───── VORLIEGENDER TEXT
Musikfest:Ingo Metzmacher und die Philharmoniker.

Den Hüftschwung im Frack kann er. Aus dem Becken heraus zu dirigieren, will Ingo Metzmacher dann aber nicht gelingen. Der erste Beitrag der Berliner Philharmoniker zum Musikfest wartet mit einem Programm erlesener Americana auf – und verspricht jene höhere Unterhaltung, die ein souveränes Spiel mit Klängen und Genres bieten kann. Doch ohne den Swing läuft bei Gershwin, Antheil und Bernstein nicht viel. Und den haben sie in zwangloser Übereinkunft nicht finden können, die Musiker und ihr Dirigent. Zuletzt stand Metzmacher 2001 vor dem Orchester. Lange her.
──────────
▶ ARBEITSAUFTRAG
Schreiben Sie aus dem Text über Metzmachers Konzert beim Musikfest wortgetreu ab, was mit „Den Hüftschwung im“ beginnt und bis einschließlich „Orchester. Lange her.“ reicht. Das anschließende Material wird für die Bearbeitung nicht benötigt.
───── DATENSÄTZE
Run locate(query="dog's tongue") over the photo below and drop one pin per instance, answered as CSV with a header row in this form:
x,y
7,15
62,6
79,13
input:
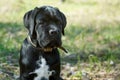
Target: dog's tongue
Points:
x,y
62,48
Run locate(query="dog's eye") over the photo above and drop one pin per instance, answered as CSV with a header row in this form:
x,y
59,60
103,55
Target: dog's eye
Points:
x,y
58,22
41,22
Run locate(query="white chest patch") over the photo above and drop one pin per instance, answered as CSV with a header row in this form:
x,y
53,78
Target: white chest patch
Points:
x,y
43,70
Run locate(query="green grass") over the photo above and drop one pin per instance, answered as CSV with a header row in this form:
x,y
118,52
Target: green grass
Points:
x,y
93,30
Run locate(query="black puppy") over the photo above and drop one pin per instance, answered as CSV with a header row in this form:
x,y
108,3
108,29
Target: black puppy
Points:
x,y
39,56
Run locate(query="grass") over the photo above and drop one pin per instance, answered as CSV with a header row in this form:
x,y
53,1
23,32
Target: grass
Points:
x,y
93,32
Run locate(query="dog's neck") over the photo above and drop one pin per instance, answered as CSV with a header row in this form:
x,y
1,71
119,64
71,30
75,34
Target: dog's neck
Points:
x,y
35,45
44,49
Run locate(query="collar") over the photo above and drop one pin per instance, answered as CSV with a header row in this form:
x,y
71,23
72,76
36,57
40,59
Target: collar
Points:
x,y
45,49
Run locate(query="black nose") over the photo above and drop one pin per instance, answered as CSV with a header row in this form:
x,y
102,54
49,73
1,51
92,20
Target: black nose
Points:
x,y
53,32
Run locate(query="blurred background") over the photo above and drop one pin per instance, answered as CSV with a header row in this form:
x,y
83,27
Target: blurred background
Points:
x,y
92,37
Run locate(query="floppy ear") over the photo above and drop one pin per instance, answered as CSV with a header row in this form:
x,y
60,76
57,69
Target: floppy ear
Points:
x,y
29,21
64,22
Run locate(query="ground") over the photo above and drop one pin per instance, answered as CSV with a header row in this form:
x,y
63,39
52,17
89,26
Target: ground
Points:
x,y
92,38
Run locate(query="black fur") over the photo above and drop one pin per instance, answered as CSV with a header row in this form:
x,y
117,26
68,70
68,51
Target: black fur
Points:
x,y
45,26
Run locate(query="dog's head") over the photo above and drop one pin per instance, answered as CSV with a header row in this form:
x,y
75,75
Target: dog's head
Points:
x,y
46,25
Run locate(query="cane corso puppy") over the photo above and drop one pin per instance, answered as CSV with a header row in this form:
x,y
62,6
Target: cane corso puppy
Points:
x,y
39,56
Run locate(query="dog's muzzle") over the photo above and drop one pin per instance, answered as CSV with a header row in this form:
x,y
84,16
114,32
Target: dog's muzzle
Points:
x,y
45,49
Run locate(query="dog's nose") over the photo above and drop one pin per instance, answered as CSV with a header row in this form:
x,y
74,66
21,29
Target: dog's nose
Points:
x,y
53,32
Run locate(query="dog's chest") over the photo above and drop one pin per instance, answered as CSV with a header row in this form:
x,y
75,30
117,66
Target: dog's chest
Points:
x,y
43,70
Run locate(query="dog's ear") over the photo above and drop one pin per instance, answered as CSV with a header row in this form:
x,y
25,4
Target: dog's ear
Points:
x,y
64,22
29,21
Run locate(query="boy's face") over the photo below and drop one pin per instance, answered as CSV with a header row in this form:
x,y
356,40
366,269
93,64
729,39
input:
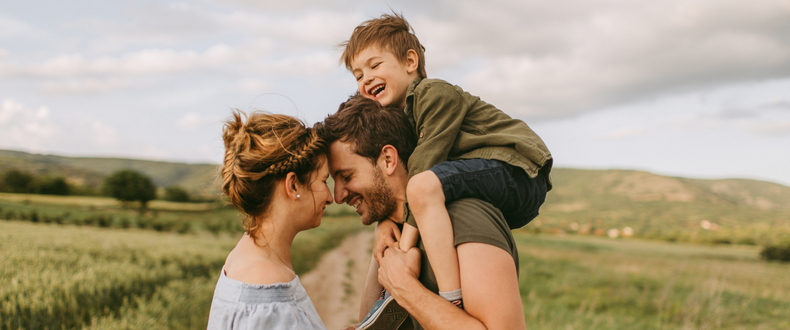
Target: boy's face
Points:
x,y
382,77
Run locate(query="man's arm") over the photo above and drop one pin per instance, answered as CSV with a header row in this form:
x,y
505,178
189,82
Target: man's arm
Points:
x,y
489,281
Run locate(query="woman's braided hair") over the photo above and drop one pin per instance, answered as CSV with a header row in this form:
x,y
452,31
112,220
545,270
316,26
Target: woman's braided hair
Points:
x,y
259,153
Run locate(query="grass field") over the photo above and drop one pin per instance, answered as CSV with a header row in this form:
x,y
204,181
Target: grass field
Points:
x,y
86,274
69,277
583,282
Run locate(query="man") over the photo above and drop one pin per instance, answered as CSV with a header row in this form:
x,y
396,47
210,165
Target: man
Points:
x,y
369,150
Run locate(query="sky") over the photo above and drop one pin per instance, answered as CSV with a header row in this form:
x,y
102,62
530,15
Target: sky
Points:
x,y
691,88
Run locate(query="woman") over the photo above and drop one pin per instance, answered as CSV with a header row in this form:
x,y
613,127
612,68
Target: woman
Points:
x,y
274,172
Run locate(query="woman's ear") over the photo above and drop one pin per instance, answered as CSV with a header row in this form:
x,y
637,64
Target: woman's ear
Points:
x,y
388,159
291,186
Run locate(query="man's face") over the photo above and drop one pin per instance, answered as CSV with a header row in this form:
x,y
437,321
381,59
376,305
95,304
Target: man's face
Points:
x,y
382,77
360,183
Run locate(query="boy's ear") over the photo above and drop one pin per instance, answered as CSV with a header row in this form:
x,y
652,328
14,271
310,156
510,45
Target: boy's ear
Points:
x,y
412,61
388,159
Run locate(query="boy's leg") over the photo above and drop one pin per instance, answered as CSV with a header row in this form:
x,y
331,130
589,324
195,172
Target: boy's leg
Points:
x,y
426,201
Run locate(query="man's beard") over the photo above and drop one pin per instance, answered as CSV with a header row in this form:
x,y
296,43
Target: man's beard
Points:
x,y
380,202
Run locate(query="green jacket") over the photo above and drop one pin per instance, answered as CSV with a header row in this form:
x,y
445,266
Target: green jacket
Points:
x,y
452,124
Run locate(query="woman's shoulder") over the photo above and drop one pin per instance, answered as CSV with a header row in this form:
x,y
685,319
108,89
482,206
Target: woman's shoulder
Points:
──────────
▶ SCHRIFTLICHE ANTWORT
Den Hüftschwung im Frack kann er. Aus dem Becken heraus zu dirigieren, will Ingo Metzmacher dann aber nicht gelingen. Der erste Beitrag der Berliner Philharmoniker zum Musikfest wartet mit einem Programm erlesener Americana auf – und verspricht jene höhere Unterhaltung, die ein souveränes Spiel mit Klängen und Genres bieten kann. Doch ohne den Swing läuft bei Gershwin, Antheil und Bernstein nicht viel. Und den haben sie in zwangloser Übereinkunft nicht finden können, die Musiker und ihr Dirigent. Zuletzt stand Metzmacher 2001 vor dem Orchester. Lange her.